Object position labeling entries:
## begin

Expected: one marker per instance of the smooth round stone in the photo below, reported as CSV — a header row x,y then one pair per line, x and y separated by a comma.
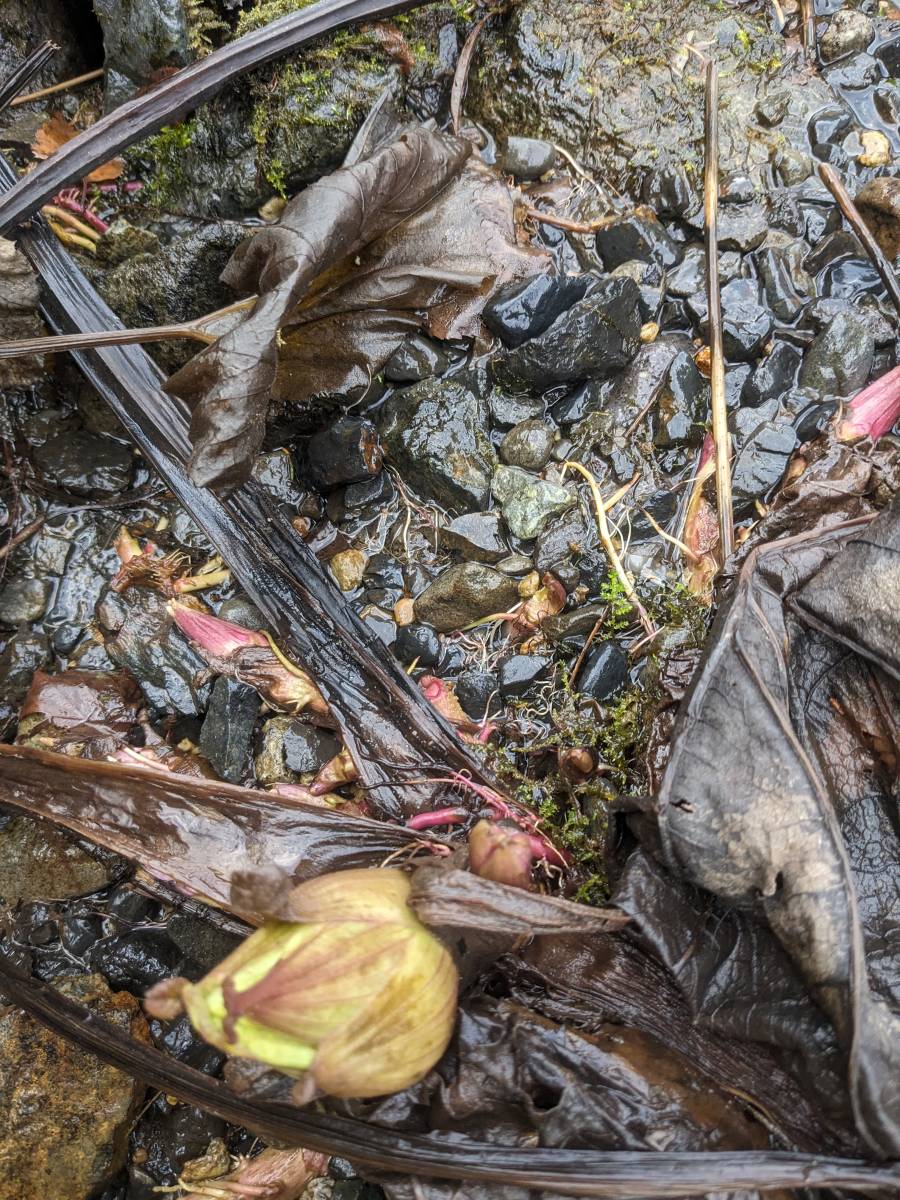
x,y
528,444
418,642
520,672
527,159
604,671
23,600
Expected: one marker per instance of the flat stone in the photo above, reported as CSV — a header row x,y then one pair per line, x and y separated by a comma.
x,y
435,433
465,593
64,1115
23,599
475,535
528,502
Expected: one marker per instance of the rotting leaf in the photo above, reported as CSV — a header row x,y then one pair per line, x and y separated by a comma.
x,y
795,817
55,132
348,271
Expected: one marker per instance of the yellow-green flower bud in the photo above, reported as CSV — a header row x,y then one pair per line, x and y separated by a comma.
x,y
354,994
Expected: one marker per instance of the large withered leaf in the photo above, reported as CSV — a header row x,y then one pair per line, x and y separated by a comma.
x,y
435,270
189,832
229,384
780,791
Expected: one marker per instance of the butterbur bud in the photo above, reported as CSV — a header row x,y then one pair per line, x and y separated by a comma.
x,y
354,996
501,853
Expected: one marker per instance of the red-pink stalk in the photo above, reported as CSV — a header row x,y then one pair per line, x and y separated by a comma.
x,y
874,412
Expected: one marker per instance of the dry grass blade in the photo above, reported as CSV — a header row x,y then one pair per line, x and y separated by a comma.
x,y
832,180
717,379
179,95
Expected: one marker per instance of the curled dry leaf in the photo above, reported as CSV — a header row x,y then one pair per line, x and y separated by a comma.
x,y
55,132
352,267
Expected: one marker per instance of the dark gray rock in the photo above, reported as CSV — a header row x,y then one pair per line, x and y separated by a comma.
x,y
418,643
594,337
527,159
528,445
23,599
604,671
774,376
309,748
523,310
346,453
417,359
839,361
228,729
477,535
521,672
465,593
528,502
435,435
85,463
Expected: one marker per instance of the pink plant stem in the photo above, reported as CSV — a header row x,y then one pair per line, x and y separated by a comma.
x,y
69,199
437,817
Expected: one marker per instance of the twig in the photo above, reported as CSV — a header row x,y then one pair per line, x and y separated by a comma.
x,y
461,76
832,180
22,535
610,545
717,378
76,82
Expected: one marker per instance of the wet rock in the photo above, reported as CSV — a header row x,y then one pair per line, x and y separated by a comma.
x,y
418,642
85,463
39,862
839,361
879,202
762,460
527,159
604,671
682,405
64,1115
637,237
774,376
435,435
348,567
477,535
347,453
136,960
139,41
528,502
23,599
528,445
523,310
576,72
124,240
521,672
417,359
22,655
307,748
787,285
594,337
508,411
742,227
148,643
747,323
849,31
228,727
465,593
477,693
178,282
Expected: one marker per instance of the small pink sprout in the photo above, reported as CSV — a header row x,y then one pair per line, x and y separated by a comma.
x,y
874,412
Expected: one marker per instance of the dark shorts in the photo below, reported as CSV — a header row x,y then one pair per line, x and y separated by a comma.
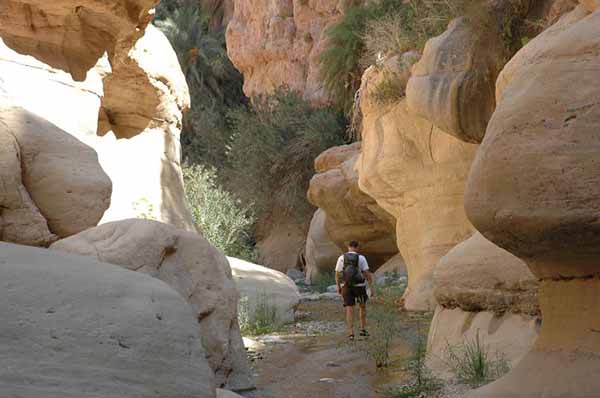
x,y
353,295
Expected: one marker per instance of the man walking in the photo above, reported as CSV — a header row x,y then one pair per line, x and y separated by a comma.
x,y
351,271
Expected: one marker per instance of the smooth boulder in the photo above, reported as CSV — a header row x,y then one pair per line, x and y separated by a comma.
x,y
73,327
191,266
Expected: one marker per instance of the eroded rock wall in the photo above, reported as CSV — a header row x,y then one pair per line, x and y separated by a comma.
x,y
277,43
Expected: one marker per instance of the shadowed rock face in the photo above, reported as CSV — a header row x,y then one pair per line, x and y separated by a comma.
x,y
72,326
533,191
349,213
73,34
417,173
191,266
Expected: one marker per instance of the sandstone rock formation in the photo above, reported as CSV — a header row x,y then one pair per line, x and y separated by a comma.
x,y
59,182
532,191
487,293
321,252
349,213
453,84
417,173
278,43
74,327
264,286
144,94
191,266
73,34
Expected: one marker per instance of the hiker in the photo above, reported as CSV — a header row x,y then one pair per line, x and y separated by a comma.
x,y
350,273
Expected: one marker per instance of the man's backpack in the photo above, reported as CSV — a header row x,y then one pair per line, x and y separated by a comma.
x,y
352,275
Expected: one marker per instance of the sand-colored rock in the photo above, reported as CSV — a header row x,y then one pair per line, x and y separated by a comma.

## end

### TASK TO CARRY OUT
Without including any pictures, please restate all the records exactly.

### FINAL RESULT
Expected: one marker per instance of the smooth round stone in the photo below, reported as CSV — a header row x,y then one pair per line, x and y separated by a comma.
x,y
528,444
418,642
520,672
527,159
604,671
23,600
Expected: one marker per instance of the flat stone in the photo above, reported as CSV — a header row x,y then one pair per line, x and y separated by a comma.
x,y
435,433
465,593
64,1115
23,599
475,535
528,502
Expected: one marker per instance of the rotting leaf in the photo above, reported as CSV — a header row x,y then one pair per line, x and y separated by a comma.
x,y
795,817
55,132
348,271
Expected: one marker per instance of the yellow-green flower bud in the photo above, reported as CSV — a header row x,y then one pair per line, x and y separated by a comma.
x,y
354,994
Expected: one marker per instance of the large withered leaf in the photo above, reported as CSV — a header row x,y then one pair per line, x and y separated by a comma.
x,y
435,270
189,832
229,384
780,791
Expected: one marker per instance of the butterbur bud in the photo above, reported as CSV — a header row x,y then one pair per line, x and y separated by a comma.
x,y
354,996
501,853
Expected: one marker per instance of the red-pink stalk in the photo above, reported as CSV — a header row x,y then one pair per line, x and y separated by a comma.
x,y
874,412
Expected: one marker per instance of the dry grass blade in the photo above, reported as CSV — a header row x,y then one pair per line, x and y separated by a comma.
x,y
832,180
717,379
179,95
Expected: one marker per instance of the curled dry leaf in the photo above, reported as CSV — a header row x,y then one pair per line, x and y separated by a comma.
x,y
55,132
352,267
Expected: one marker per instance of the dark gray rock in the photo above, reported as CSV — a header row x,y then one pair per line, x and y separated by a comma.
x,y
418,643
594,337
527,159
528,445
23,599
604,671
774,376
309,748
523,310
346,453
417,359
839,361
228,729
477,535
521,672
465,593
528,502
435,435
85,463
Expected: one marker per instance of the pink plant stem in the photo above, reported as CSV — a header row x,y then one pair per line, x and y separated by a comma.
x,y
69,199
437,817
Expected: one marker per instance of the twig in the photo above, reported as CSV — a header row x,y then one pair per line, x and y separated by a comma.
x,y
461,76
832,180
22,535
610,545
717,378
76,82
Expected: one marker per instance of the wet rock in the photo above, reported as CSV — a header row x,y then one pair per line, x and y separated by a comma.
x,y
418,642
85,463
39,862
839,361
879,202
762,460
527,159
604,671
682,405
64,1115
637,237
774,376
435,435
348,567
477,535
347,453
136,960
139,41
528,502
23,599
528,445
523,310
576,72
124,240
521,672
417,359
22,655
307,748
787,285
594,337
508,411
742,227
148,643
747,323
849,31
228,727
465,593
477,693
178,282
Expected: one marker per instance of the small pink sprout in the photo above, reported as CSV — a header row x,y then one pair per line, x and y separated by a comma.
x,y
874,412
Expected: one marker per instance of the dark shorts in the photo below, reported as CSV — a header row x,y then one pair per line, x and y separated by a comma.
x,y
353,295
Expected: one marker per instance of the man walking in the photo above, reported as CSV — a header row x,y then one pair per line, x and y separated by a comma.
x,y
351,271
Expected: one marker per instance of the smooth boulder in the photo above, reported as CSV — a header row x,y then one pair per line, x and y separated by a comma.
x,y
73,327
191,266
Expected: one marker per instance of the eroded rock wall in the photo above, reported as CSV — a header row x,y then one pair per line, x and y separated by a comma.
x,y
277,43
Expected: one marker per instance of the shadowed rock face in the photo above, reported as CSV — a header row x,y then one pair per line, x and y separated by a comma.
x,y
72,326
533,191
349,213
73,34
417,173
191,266
Expected: one marker per instance of the sandstone rock formation in the photo above, reported as CSV — a header row x,y then one pair per line, x and y separated by a comma.
x,y
59,182
532,191
487,293
321,252
349,213
453,84
417,173
278,43
74,327
264,286
144,94
191,266
73,34
Expected: one marker per instance of the hiker in the photo above, reported as CSV — a header row x,y then one pair per line, x and y separated by a comma.
x,y
350,273
Expected: one marker per instance of the man's backpack in the photo above, reported as CSV — a header row x,y then one pair per line, x and y separated by a comma.
x,y
352,275
Expected: one marker per instance of the sand-colored rock in the photo above, reported as CSV — a header row x,y then one pair per line, x and y separated by a comma.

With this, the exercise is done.